Given text:
# Who Is The Creator.



## Henrygamer (Jan 31, 2012)

I am really curious on who created this forum.

Thanks
Henry


----------



## Hrawk (Oct 25, 2010)

That would be NightKnight, our bald headed admin









NightKnight


----------



## Hrawk (Oct 25, 2010)

Hrawk said:


> That would be NightKnight, our bald headed admin
> 
> 
> 
> ...


Now don't take offence to that mate, I'm rather follicly challenged myself


----------



## NightKnight (Dec 16, 2009)

No problem! I beat nature to the punch by shaving it before my hair vacated the premises.


----------



## Henrygamer (Jan 31, 2012)

Haha, well thanks for creating such a great fourm!


----------



## NightKnight (Dec 16, 2009)

Thanks Henry!


----------



## Hrawk (Oct 25, 2010)

NightKnight said:


> No problem! I beat nature to the punch by shaving it before my hair vacated the premises.


Hahahah, too funny!

I also shave to make it appear that it was my choice


----------



## newconvert (Dec 12, 2011)

im facing having to make that decision myself


----------



## Beanflip (Sep 11, 2010)

I would like to say thank you also. Great features here.


----------



## tnflipper52 (Jan 26, 2012)

Ditto, bald since 35, but everyone knows, "Bald is beautiful".


----------



## NaturalFork (Jan 21, 2010)

My mother saw me for the first time the other day and said "Wow you are going BALD!" ..... thanks mom.


----------

Work request: Reproduce the forum thread word for word from "## newconvert (Dec" to "Great features here.". The material after this point comes from a separate source and is unrelated to the forum thread.

Provided material:
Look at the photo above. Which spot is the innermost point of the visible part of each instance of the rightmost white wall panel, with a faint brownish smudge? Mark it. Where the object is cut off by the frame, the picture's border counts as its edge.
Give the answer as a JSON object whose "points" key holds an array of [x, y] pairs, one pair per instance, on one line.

Your response:
## newconvert (Dec 12, 2011)

im facing having to make that decision myself


----------



## Beanflip (Sep 11, 2010)

I would like to say thank you also. Great features here.